Tasks and exercises:
**1.** In the article about freshman guard Eli Harris, reproduce the stretch from "Harris, a biology" through "next level attainable." word for word.
**2.** According to the article about freshman guard Eli Harris, what does Harris major in?

Extracted text:

A lot to learn: Harris’ freshman year is filled with adjustments, new philosophies and lots of work

Brett Johnson, Sports Editor

For a normal student, the transition from high school to college can be difficult. It’s probably the first time away from home, they don’t know many people and the workload is increased tremendously. For a student-athlete, that transition can be even more overwhelming.

Thankfully, for freshman guard Eli Harris, the basketball season doesn’t start up until October, so he had about a month and a half to adjust to classes and work. But Harris quickly noticed that the physical demand is much greater at the collegiate level than the high school level.

“I really enjoy all the guys on the team which has kind of helped [the demand], and the two other freshmen, Will and Jenya, and I have gotten close, too, so that helps, too,” Harris said. “In regard to the actual season starting, it does pick up really fast when it actually does start.”

Harris, a biology major from Falmouth, Mass., has been playing basketball since he was in preschool and never imagined himself playing in college until his sophomore year in high school. He attended various camps before his second year, which made the reality of playing at the next level attainable. 

“I really found my love for the game,” Harris said.

The RWU “recruiting” process began during his senior year near the tail end of the fall AAU season at a tournament in Hanover, Mass. Assistant Coach Dan Weidmann first saw him play during that weekend, along with Assistant Coach Joshua Petersen. Harris and his mom visited RWU about a week later and met Head Coach Michael Tully.

Data to examine:
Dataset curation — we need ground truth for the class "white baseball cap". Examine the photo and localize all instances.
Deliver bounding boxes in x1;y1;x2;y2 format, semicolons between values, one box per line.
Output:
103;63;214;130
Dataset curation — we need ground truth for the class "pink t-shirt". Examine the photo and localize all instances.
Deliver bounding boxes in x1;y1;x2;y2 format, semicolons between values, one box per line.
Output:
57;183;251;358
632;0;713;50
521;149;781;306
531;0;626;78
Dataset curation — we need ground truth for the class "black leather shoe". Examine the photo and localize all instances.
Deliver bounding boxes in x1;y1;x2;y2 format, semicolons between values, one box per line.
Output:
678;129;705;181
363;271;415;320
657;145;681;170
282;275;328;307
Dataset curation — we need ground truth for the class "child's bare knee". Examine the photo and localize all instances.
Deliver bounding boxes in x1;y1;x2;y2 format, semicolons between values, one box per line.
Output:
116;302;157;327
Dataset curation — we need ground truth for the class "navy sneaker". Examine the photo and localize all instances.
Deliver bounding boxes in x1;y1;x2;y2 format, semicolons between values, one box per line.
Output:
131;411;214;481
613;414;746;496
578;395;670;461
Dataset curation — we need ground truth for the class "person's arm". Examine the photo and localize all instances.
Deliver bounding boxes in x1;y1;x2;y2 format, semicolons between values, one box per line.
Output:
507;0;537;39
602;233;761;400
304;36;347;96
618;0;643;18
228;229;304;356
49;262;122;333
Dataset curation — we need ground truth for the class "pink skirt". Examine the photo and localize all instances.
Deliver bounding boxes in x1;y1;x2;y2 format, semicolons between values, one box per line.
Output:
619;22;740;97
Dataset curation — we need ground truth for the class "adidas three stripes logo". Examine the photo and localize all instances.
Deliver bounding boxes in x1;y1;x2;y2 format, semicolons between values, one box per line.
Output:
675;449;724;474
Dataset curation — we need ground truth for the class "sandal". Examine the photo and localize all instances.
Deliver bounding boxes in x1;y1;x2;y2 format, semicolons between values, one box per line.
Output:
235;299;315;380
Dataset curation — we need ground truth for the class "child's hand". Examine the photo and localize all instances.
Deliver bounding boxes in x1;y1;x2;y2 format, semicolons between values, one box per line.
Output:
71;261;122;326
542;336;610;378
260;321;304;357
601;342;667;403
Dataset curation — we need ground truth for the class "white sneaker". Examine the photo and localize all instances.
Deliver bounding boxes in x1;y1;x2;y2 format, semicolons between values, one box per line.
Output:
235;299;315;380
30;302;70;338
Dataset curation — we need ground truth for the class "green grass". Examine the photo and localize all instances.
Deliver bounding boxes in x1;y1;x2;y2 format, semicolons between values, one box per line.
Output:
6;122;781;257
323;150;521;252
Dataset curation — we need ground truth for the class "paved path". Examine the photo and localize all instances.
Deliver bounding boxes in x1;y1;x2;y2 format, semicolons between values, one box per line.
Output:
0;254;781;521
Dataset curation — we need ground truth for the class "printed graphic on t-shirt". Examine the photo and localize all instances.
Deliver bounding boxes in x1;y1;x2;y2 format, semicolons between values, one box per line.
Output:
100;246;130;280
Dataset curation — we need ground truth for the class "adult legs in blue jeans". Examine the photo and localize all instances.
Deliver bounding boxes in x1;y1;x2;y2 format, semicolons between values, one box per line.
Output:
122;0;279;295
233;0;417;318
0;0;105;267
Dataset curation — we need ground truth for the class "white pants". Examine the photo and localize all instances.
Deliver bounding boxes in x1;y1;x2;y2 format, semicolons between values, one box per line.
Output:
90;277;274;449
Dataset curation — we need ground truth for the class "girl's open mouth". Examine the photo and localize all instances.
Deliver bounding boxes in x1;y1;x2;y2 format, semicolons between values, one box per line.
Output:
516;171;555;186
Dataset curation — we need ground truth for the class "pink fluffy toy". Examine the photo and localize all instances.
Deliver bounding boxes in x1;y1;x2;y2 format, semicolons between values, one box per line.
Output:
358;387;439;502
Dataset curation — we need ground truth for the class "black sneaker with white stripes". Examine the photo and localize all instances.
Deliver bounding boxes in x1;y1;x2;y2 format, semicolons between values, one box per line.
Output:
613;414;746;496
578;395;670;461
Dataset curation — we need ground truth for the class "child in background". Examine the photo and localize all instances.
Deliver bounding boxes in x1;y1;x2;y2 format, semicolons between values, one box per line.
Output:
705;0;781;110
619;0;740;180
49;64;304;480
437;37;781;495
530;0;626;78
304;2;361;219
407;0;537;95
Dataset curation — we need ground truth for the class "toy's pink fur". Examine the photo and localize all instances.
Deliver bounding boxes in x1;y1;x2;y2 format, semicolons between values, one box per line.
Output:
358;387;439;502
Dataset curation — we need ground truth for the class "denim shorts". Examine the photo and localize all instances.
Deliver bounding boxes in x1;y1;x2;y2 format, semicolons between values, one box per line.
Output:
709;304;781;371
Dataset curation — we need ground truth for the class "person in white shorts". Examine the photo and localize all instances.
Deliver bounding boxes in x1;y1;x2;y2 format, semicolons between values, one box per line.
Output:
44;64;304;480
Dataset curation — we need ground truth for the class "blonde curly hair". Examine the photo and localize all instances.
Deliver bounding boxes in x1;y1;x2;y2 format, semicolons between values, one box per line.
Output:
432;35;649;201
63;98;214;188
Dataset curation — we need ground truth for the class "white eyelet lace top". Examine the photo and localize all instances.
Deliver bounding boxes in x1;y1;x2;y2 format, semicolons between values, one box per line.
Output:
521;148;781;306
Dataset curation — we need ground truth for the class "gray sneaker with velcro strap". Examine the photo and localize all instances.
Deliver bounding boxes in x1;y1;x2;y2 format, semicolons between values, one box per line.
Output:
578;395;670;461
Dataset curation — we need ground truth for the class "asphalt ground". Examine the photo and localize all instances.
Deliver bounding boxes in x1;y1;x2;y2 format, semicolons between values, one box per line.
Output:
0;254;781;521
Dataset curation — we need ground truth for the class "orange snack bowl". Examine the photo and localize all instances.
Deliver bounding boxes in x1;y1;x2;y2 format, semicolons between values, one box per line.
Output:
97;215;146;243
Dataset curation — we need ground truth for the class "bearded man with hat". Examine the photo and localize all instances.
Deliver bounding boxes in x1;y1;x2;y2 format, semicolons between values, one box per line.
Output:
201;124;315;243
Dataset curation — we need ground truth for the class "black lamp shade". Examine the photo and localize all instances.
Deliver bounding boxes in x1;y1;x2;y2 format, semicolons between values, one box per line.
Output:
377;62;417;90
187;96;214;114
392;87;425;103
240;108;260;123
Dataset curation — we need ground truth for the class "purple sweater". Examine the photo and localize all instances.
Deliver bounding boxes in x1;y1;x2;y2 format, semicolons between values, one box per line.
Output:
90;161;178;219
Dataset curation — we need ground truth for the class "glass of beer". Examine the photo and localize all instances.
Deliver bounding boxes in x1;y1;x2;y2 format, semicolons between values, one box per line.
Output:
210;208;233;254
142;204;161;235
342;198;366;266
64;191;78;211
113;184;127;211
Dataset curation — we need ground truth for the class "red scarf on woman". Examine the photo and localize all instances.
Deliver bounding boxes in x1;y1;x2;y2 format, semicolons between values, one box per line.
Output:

Completed exercise:
**1.**
Harris, a biology major from Falmouth, Mass., has been playing basketball since he was in preschool and never imagined himself playing in college until his sophomore year in high school. He attended various camps before his second year, which made the reality of playing at the next level attainable.

**2.** Biology.